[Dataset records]
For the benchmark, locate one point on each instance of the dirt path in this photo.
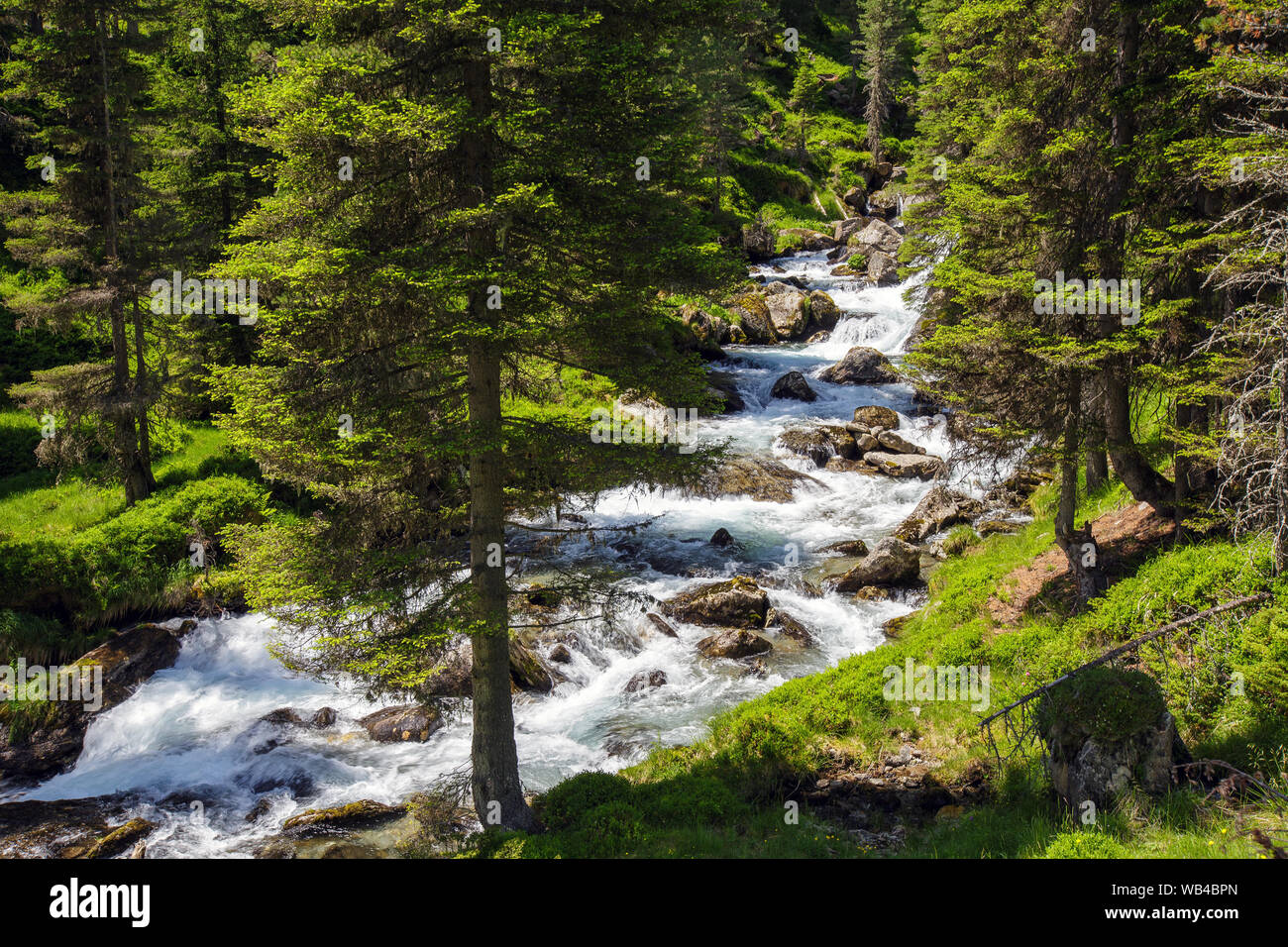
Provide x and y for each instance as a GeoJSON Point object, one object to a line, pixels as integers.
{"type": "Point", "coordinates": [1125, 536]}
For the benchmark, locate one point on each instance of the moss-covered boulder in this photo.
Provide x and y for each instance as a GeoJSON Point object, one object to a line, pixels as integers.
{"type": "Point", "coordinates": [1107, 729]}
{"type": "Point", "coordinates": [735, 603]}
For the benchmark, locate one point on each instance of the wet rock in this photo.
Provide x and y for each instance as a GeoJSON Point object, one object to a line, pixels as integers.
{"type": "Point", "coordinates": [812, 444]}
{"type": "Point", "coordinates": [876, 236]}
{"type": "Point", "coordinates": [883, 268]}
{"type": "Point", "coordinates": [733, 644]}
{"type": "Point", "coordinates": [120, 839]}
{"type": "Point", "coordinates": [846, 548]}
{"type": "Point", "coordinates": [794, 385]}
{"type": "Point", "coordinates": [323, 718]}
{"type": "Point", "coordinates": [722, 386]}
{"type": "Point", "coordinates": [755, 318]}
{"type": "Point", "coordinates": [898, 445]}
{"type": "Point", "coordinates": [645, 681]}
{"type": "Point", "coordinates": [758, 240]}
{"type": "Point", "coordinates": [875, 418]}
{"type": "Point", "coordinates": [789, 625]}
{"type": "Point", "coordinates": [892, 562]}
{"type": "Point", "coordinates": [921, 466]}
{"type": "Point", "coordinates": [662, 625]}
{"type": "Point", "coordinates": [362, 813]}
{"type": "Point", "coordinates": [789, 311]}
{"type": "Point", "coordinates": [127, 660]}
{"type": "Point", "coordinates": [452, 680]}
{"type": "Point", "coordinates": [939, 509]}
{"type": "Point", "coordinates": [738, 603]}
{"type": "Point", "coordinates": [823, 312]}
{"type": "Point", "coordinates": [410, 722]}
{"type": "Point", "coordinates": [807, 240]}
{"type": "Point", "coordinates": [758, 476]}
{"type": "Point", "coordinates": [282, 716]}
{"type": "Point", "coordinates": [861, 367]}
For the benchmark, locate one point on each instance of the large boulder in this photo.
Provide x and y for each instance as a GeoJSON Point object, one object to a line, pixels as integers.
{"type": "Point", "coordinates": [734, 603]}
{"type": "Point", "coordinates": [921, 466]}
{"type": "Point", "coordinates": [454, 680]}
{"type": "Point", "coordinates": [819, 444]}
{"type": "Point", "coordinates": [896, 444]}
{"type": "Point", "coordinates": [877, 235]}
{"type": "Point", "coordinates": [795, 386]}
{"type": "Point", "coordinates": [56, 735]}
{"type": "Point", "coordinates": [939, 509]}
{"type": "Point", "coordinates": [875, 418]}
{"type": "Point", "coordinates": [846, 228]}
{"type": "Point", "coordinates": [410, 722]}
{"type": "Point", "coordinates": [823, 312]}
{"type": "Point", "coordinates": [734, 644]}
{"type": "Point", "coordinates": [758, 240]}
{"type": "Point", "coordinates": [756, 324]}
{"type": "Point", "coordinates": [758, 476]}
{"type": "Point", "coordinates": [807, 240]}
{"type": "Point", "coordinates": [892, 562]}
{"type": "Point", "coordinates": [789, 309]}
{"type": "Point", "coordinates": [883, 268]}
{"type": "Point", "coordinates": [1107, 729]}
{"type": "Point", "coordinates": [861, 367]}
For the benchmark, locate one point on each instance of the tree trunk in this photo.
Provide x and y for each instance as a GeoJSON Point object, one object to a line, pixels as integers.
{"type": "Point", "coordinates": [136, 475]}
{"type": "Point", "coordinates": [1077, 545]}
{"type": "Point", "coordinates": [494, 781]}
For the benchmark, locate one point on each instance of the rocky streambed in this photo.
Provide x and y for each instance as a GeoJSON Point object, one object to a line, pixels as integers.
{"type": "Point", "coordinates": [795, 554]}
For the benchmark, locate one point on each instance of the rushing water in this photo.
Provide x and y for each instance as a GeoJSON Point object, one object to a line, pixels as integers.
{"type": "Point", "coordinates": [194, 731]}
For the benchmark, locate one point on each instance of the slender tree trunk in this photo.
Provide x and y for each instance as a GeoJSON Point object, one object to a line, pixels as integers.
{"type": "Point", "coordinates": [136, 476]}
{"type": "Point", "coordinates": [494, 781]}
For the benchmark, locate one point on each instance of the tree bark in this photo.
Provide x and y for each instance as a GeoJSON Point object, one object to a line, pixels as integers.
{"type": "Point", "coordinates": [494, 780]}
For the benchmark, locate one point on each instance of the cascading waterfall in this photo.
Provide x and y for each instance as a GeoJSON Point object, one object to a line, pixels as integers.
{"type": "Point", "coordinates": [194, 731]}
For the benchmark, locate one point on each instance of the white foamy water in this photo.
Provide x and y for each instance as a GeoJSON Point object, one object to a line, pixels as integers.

#### Task objective
Rewrite all of the material above as a numbered list, one line per item, skipping blank lines. Leave the pictures out of your answer.

#### Exercise response
1. For the benchmark, locate one point on each instance of the dirt path in this photo.
2. Provide x and y for each instance as a GeoJSON Point object, one object to a line, pixels as integers.
3. {"type": "Point", "coordinates": [1125, 536]}
4. For the benchmark, locate one point on each instance of the moss-covered boulder in this photo.
5. Provide x and y for each instance as a GeoJSON Point object, one object to a line, pixels as integers.
6. {"type": "Point", "coordinates": [1107, 729]}
7. {"type": "Point", "coordinates": [735, 603]}
8. For the benchmark, locate one point on each instance of the wet rock in this photo.
9. Provide x and y for each instance as a GeoJSON Point object, one object to a line, pixels as integers.
10. {"type": "Point", "coordinates": [812, 444]}
11. {"type": "Point", "coordinates": [876, 236]}
12. {"type": "Point", "coordinates": [883, 268]}
13. {"type": "Point", "coordinates": [733, 644]}
14. {"type": "Point", "coordinates": [120, 839]}
15. {"type": "Point", "coordinates": [846, 548]}
16. {"type": "Point", "coordinates": [794, 385]}
17. {"type": "Point", "coordinates": [323, 718]}
18. {"type": "Point", "coordinates": [722, 386]}
19. {"type": "Point", "coordinates": [755, 318]}
20. {"type": "Point", "coordinates": [898, 445]}
21. {"type": "Point", "coordinates": [645, 681]}
22. {"type": "Point", "coordinates": [758, 240]}
23. {"type": "Point", "coordinates": [875, 418]}
24. {"type": "Point", "coordinates": [789, 625]}
25. {"type": "Point", "coordinates": [892, 562]}
26. {"type": "Point", "coordinates": [921, 466]}
27. {"type": "Point", "coordinates": [662, 625]}
28. {"type": "Point", "coordinates": [362, 813]}
29. {"type": "Point", "coordinates": [789, 311]}
30. {"type": "Point", "coordinates": [127, 660]}
31. {"type": "Point", "coordinates": [452, 680]}
32. {"type": "Point", "coordinates": [939, 509]}
33. {"type": "Point", "coordinates": [738, 603]}
34. {"type": "Point", "coordinates": [823, 312]}
35. {"type": "Point", "coordinates": [410, 722]}
36. {"type": "Point", "coordinates": [807, 240]}
37. {"type": "Point", "coordinates": [758, 476]}
38. {"type": "Point", "coordinates": [282, 716]}
39. {"type": "Point", "coordinates": [861, 367]}
40. For the benchmark, locate one point on each instance of the large boulder in this photo.
41. Provide x and y for each instance as a GeoJSON Point object, one object to a line, pixels as integers.
42. {"type": "Point", "coordinates": [734, 603]}
43. {"type": "Point", "coordinates": [921, 466]}
44. {"type": "Point", "coordinates": [454, 680]}
45. {"type": "Point", "coordinates": [819, 444]}
46. {"type": "Point", "coordinates": [896, 444]}
47. {"type": "Point", "coordinates": [877, 235]}
48. {"type": "Point", "coordinates": [795, 386]}
49. {"type": "Point", "coordinates": [56, 735]}
50. {"type": "Point", "coordinates": [939, 509]}
51. {"type": "Point", "coordinates": [875, 418]}
52. {"type": "Point", "coordinates": [846, 228]}
53. {"type": "Point", "coordinates": [410, 722]}
54. {"type": "Point", "coordinates": [823, 312]}
55. {"type": "Point", "coordinates": [734, 644]}
56. {"type": "Point", "coordinates": [758, 240]}
57. {"type": "Point", "coordinates": [756, 324]}
58. {"type": "Point", "coordinates": [758, 476]}
59. {"type": "Point", "coordinates": [807, 240]}
60. {"type": "Point", "coordinates": [892, 562]}
61. {"type": "Point", "coordinates": [789, 309]}
62. {"type": "Point", "coordinates": [883, 268]}
63. {"type": "Point", "coordinates": [1107, 729]}
64. {"type": "Point", "coordinates": [861, 367]}
65. For the benchmark, locate one point on each instance of the tree trunk in this photo.
66. Provide x and y for each instance as a GeoJSON Point object, one object to a line, pixels as integers.
67. {"type": "Point", "coordinates": [136, 475]}
68. {"type": "Point", "coordinates": [1077, 545]}
69. {"type": "Point", "coordinates": [494, 781]}
70. For the benchmark, locate one point on each instance of the rocky streambed in this photo.
71. Provide x and y for each instance as a GeoJSON Point object, one object to a line, pixels as integers.
72. {"type": "Point", "coordinates": [795, 554]}
73. For the benchmark, locate one point on each instance of the rushing water in this photo.
74. Provide x and y for each instance as a GeoJSON Point object, one object to a line, pixels as integers.
75. {"type": "Point", "coordinates": [194, 731]}
76. For the benchmark, locate one point on each instance of the slender tree trunk in this photo.
77. Provide x and y for each instance as a GeoJSON Point object, one object to a line, pixels as integers.
78. {"type": "Point", "coordinates": [136, 476]}
79. {"type": "Point", "coordinates": [494, 781]}
80. For the benchmark, locate one point on each instance of the tree bark in this photo.
81. Provide x and y for each instance as a GeoJSON Point object, one object to a line, pixels as integers.
82. {"type": "Point", "coordinates": [494, 780]}
83. For the benchmark, locate one point on each instance of the cascading waterfall in this photo.
84. Provide x and y for each instance as a GeoJSON Point object, one object to a line, pixels as integers.
85. {"type": "Point", "coordinates": [194, 731]}
86. For the benchmark, locate one point on each instance of the white foamy water in this photo.
87. Provide x and y for each instance as a GeoJSON Point object, one object to a line, pixels as integers.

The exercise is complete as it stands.